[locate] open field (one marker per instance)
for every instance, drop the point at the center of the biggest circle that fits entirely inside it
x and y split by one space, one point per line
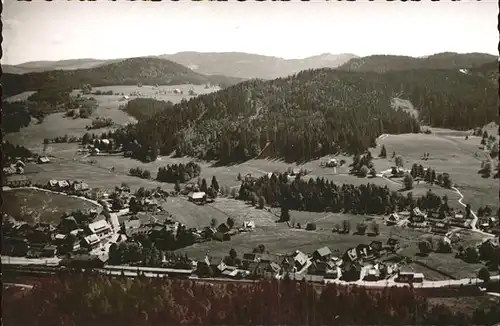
19 97
28 204
56 124
451 154
279 238
95 177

Task goal: Note every line in the material with "instance" and copy it.

Answer to the exercise:
[locate] open field (one marker per instance)
for every instance, drop the point at the center of the biggest circle that fits entirely inside it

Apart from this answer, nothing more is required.